- [What this task involves]:
Print the data that follows exactly.
════════
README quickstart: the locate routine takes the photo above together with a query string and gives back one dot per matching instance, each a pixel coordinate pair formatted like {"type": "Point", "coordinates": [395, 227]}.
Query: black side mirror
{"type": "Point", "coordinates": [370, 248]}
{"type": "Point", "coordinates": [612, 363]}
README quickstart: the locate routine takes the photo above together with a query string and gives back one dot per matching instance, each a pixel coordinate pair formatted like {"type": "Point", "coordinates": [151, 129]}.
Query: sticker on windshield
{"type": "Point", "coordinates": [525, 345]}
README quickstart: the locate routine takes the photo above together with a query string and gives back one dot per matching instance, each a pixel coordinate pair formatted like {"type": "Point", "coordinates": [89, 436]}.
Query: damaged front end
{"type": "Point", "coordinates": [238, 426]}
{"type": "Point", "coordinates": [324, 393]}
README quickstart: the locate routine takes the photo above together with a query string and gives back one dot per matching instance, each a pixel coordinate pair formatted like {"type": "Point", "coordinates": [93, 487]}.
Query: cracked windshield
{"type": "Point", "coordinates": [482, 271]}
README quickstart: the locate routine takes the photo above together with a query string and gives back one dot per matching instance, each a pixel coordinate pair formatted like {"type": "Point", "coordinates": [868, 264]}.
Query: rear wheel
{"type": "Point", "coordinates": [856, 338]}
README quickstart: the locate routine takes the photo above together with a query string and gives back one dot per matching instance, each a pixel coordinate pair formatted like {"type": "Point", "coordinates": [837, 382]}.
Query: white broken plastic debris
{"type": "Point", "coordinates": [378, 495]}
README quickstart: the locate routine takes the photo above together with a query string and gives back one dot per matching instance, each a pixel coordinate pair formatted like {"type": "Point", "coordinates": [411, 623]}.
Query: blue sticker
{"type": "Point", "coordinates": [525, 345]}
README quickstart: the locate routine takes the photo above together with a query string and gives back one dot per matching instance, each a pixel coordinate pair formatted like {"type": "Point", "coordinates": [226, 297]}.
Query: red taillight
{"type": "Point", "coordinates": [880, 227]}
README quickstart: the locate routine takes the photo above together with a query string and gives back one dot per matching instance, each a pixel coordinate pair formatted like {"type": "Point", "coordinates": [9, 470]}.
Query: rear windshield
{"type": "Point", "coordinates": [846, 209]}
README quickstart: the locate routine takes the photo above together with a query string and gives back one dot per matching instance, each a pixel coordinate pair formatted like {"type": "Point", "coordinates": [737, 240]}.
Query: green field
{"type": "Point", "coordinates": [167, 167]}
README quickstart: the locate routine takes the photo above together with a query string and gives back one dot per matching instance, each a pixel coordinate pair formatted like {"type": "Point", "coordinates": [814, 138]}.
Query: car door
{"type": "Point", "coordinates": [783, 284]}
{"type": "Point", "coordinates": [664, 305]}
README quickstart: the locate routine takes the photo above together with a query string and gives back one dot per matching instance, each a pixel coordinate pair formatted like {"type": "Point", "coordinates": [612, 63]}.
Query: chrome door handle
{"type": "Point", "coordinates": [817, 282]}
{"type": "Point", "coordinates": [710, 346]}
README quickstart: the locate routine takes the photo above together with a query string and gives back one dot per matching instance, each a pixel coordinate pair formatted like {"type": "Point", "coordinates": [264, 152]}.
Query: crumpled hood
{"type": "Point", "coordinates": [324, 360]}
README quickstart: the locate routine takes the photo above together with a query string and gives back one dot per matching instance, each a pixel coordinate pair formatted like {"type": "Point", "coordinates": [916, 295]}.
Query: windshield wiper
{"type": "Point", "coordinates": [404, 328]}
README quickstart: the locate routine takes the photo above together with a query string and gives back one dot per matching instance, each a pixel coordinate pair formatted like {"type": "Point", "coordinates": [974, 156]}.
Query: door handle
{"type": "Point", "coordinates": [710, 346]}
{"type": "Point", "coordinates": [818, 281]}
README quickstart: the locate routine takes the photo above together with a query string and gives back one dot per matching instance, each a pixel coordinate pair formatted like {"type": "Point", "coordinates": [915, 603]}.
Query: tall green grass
════════
- [Output below]:
README quickstart: the locate routine takes the photo above together with a query string and gives back one dot per matching instance, each a pixel coordinate pair formatted like {"type": "Point", "coordinates": [395, 227]}.
Query: black side mirror
{"type": "Point", "coordinates": [370, 248]}
{"type": "Point", "coordinates": [612, 363]}
README quickstart: the locate routine takes the photo above together with a query string and gives back one dot per matching instance, each a pixel coordinate pair formatted like {"type": "Point", "coordinates": [151, 129]}.
Query: sticker on windshield
{"type": "Point", "coordinates": [525, 345]}
README quickstart: the locate routine takes the photo above together with a query string and gives back one dot per matching instance, each a pixel coordinate pair formatted like {"type": "Point", "coordinates": [89, 436]}.
Query: damaged front end
{"type": "Point", "coordinates": [238, 426]}
{"type": "Point", "coordinates": [324, 393]}
README quickstart: the locate routine takes the photo above together with a query string and gives back one dot per matching instance, each a pixel coordinate pair formatted like {"type": "Point", "coordinates": [93, 487]}.
Query: cracked windshield
{"type": "Point", "coordinates": [482, 271]}
README quickstart: the locate routine takes the photo above together with a query string and gives back one dot per matching instance, each a pixel coordinate pair formatted like {"type": "Point", "coordinates": [868, 264]}.
Query: rear wheel
{"type": "Point", "coordinates": [856, 338]}
README quickstart: the locate routine takes the photo above together with a query string and gives back one dot per matching instance, each a pixel coordinate pair formatted like {"type": "Point", "coordinates": [837, 382]}.
Query: white broken plastic debris
{"type": "Point", "coordinates": [378, 495]}
README quickstart: the locate routine takes the photo above together with a query string and gives back one dot per matching instance, each a pixel coordinate pair formatted like {"type": "Point", "coordinates": [411, 623]}.
Query: blue sticker
{"type": "Point", "coordinates": [525, 345]}
README quickstart: the locate routine takes the photo above together with a query string and gives back one dot per matching instance, each a pixel coordinate pair formatted like {"type": "Point", "coordinates": [226, 297]}.
Query: red taillight
{"type": "Point", "coordinates": [880, 227]}
README quickstart: the locate routine takes the photo above together with a query string and gives back one dot per matching instance, each a pixel coordinate pair formatted like {"type": "Point", "coordinates": [9, 470]}.
Query: rear windshield
{"type": "Point", "coordinates": [846, 209]}
README quickstart: the locate routine takes the photo above together with a query string and gives back one dot per matching instance, each a pixel coordinate pair formatted like {"type": "Point", "coordinates": [737, 240]}.
Query: green field
{"type": "Point", "coordinates": [167, 167]}
README quickstart: the locate routine takes the photo above together with a query string and gives back one dot per matching instance, each a pixel coordinate pair formatted like {"type": "Point", "coordinates": [814, 138]}.
Query: car door
{"type": "Point", "coordinates": [783, 284]}
{"type": "Point", "coordinates": [664, 305]}
README quickstart: the locate routine takes the photo above together with a query string and gives back one dot per matching instance, each a pixel coordinate pair formatted like {"type": "Point", "coordinates": [612, 63]}.
Query: chrome door handle
{"type": "Point", "coordinates": [817, 282]}
{"type": "Point", "coordinates": [710, 346]}
README quickstart: the locate routine takes the photo above together with a query string and gives back one dot per matching instance, each a pixel coordinate pair formatted like {"type": "Point", "coordinates": [264, 152]}.
Query: crumpled hood
{"type": "Point", "coordinates": [324, 360]}
README quickstart: the locate routine takes the photo above together with a query string and gives back one dot per matching instance, each a pixel coordinate pair formatted like {"type": "Point", "coordinates": [916, 295]}.
Query: windshield wiper
{"type": "Point", "coordinates": [404, 328]}
README quickstart: the locate routine takes the photo above together with a query string and gives back one dot per matching instance, each a pixel coordinate pair formatted like {"type": "Point", "coordinates": [974, 156]}.
Query: door handle
{"type": "Point", "coordinates": [710, 346]}
{"type": "Point", "coordinates": [818, 281]}
README quickstart: the locate routine takes the photo above together with a query string and gives back one dot per matching instance, each a pixel coordinate pair formatted like {"type": "Point", "coordinates": [915, 603]}.
Query: tall green grass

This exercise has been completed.